Source text:
Fresh herbs add flavor without the calories

Using fresh herbs in meals can enhance the appearance of foods as well as providing fantastic flavors, and even better….they do all this without adding extra calories. Herbs are easy to grow or can be purchased. But either way, adding fresh herbs is a quick way to transform ordinary meals into extraordinary meals.

Besides helping flavor foods when cutting back on salt, fat and sugar; herbs may also offer additional benefits of their own. Researchers are finding many culinary herbs, both fresh and dried, have antioxidants that may help protect against such diseases as cancer and heart disease.

Take some thyme, pun intended, to cook with fresh herbs. Here are some tips to help you enjoy the flavor and health benefits of fresh herbs in your cooking.

1. Purchase herbs close to the time you plan to use them. Or, when growing herbs in your own garden, the ideal time for picking is in the morning after the dew has dried but before the sun gets hot. This helps ensure the best flavor and storage quality

2. Fresh herbs can be stored in an open or a perforated plastic bag in your refrigerator crisper drawer for a few days.

Actions to take:
a) According to the text on fresh herbs, when is the ideal time to pick herbs from your own garden?
b) Decide whether each statement agrees with the text on fresh herbs, answering yes or no and quoting the words that settle it: (i) Fresh herbs add extra calories to meals. (ii) Fresh herbs can be kept in the refrigerator crisper drawer for a few days. (iii) Researchers are finding antioxidants only in fresh herbs, not dried ones.
c) From the text on fresh herbs, quote the stretch from "Using fresh herbs" through "and heart disease.".
The entries are separate material and have no connection to the text on fresh herbs.

Source data:
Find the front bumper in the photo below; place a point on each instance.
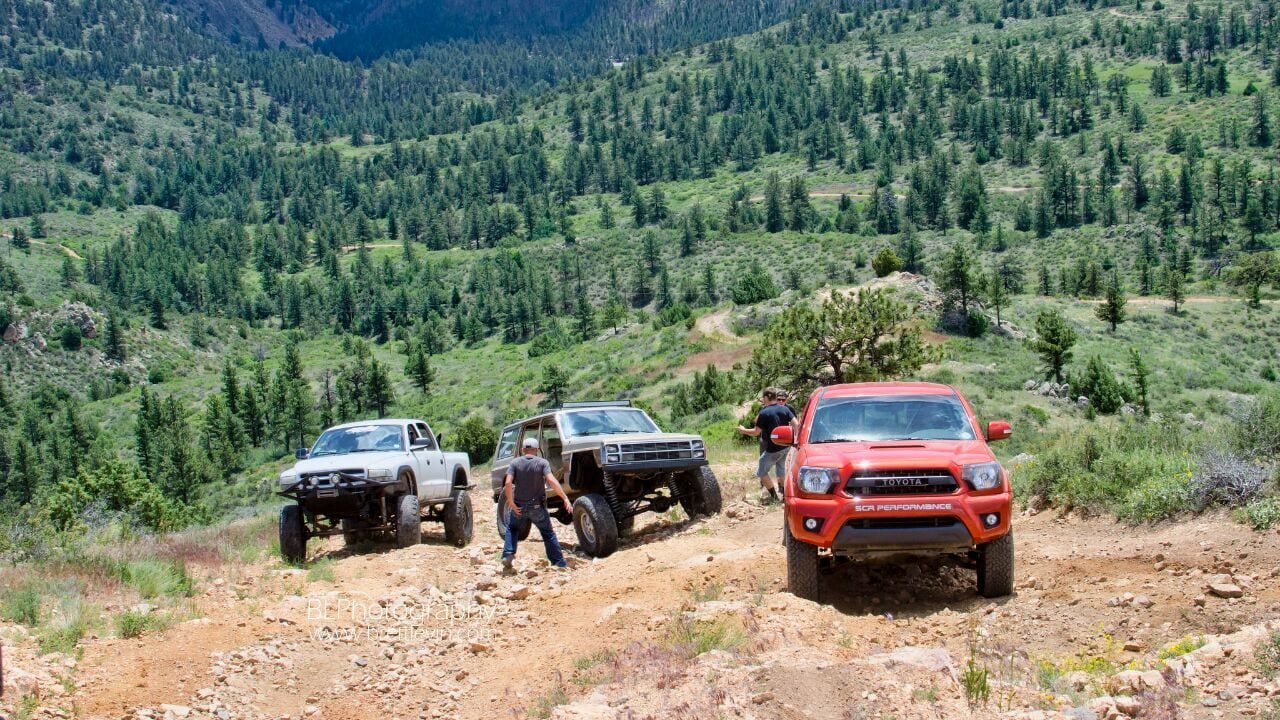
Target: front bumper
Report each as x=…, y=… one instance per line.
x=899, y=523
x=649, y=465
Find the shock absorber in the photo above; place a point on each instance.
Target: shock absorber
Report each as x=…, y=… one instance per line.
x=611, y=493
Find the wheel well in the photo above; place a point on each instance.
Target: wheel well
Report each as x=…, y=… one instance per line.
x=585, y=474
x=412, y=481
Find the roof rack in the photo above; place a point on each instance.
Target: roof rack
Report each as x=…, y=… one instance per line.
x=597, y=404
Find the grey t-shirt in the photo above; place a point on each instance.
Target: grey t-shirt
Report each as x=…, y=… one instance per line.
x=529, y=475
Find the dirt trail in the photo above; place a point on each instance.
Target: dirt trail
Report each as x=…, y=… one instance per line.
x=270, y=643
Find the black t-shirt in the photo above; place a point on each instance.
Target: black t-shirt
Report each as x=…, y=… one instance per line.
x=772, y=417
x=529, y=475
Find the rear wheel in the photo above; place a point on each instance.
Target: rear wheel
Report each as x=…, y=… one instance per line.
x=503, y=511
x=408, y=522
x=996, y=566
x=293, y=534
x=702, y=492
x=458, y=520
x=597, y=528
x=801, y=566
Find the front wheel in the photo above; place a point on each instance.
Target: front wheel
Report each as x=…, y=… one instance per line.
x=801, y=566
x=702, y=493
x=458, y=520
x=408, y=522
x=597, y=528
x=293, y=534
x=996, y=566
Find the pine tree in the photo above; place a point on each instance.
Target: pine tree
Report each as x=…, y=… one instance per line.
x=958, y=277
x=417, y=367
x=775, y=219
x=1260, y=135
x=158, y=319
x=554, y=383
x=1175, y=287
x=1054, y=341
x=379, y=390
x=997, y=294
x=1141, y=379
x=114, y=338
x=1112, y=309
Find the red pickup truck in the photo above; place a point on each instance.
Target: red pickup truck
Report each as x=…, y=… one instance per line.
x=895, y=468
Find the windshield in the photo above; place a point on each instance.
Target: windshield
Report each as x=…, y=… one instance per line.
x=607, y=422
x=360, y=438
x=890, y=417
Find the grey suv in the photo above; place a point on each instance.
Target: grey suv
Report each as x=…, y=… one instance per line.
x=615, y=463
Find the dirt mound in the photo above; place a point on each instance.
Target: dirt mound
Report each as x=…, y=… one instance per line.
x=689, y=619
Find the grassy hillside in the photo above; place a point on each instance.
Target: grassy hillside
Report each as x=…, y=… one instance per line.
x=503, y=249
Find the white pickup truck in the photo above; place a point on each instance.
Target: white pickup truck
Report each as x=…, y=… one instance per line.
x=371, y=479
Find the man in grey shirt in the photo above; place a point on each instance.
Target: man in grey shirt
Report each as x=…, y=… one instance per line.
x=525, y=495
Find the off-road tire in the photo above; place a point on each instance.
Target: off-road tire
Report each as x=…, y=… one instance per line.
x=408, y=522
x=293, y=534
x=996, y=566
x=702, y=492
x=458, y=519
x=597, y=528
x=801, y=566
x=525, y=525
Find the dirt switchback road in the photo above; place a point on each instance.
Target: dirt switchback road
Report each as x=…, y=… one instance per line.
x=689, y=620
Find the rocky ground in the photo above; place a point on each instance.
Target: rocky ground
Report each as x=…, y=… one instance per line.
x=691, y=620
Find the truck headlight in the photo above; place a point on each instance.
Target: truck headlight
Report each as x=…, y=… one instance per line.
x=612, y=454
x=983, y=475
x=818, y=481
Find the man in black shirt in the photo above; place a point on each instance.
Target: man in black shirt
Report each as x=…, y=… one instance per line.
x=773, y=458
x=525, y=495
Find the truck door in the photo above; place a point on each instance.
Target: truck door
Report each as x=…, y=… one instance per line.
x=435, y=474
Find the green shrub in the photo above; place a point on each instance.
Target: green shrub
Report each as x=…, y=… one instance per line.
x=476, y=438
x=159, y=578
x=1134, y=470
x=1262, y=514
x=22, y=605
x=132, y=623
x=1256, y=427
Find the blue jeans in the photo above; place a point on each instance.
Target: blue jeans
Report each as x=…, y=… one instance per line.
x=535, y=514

...

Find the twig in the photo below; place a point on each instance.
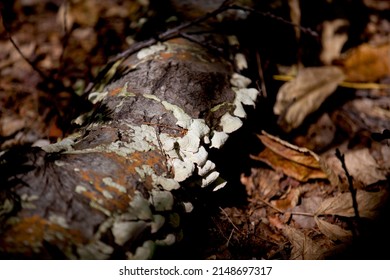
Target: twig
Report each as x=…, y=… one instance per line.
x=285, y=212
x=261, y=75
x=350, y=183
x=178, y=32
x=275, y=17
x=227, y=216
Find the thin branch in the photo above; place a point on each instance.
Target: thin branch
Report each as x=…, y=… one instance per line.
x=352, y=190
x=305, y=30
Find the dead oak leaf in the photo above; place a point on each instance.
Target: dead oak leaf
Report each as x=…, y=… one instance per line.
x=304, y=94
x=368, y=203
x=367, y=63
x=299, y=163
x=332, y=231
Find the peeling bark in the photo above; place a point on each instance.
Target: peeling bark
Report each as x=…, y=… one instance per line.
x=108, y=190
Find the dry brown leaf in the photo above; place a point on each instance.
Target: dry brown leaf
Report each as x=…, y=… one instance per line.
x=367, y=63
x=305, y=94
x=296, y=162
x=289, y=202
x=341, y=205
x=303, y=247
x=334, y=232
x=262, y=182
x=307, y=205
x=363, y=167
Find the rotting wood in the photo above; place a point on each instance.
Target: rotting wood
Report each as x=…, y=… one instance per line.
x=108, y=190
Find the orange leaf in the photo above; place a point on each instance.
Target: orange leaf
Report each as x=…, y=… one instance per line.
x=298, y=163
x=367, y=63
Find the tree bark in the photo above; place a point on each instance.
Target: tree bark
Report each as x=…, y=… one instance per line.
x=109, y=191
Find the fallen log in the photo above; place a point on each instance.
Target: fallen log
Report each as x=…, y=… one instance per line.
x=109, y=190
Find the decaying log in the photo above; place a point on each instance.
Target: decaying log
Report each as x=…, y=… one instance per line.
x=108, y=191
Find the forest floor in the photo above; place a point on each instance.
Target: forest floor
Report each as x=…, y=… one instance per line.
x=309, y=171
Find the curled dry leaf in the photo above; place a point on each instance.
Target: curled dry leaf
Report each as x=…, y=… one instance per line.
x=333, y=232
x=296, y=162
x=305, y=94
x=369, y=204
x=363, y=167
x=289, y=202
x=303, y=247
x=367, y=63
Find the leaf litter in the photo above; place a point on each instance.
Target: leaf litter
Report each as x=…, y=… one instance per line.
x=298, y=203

Answers in order:
a) In the morning after the dew has dried but before the sun gets hot.

b)
(i) No: "they do all this without adding extra calories"
(ii) Yes: "in your refrigerator crisper drawer for a few days"
(iii) No: "both fresh and dried, have antioxidants"

c)
Using fresh herbs in meals can enhance the appearance of foods as well as providing fantastic flavors, and even better….they do all this without adding extra calories. Herbs are easy to grow or can be purchased. But either way, adding fresh herbs is a quick way to transform ordinary meals into extraordinary meals.

Besides helping flavor foods when cutting back on salt, fat and sugar; herbs may also offer additional benefits of their own. Researchers are finding many culinary herbs, both fresh and dried, have antioxidants that may help protect against such diseases as cancer and heart disease.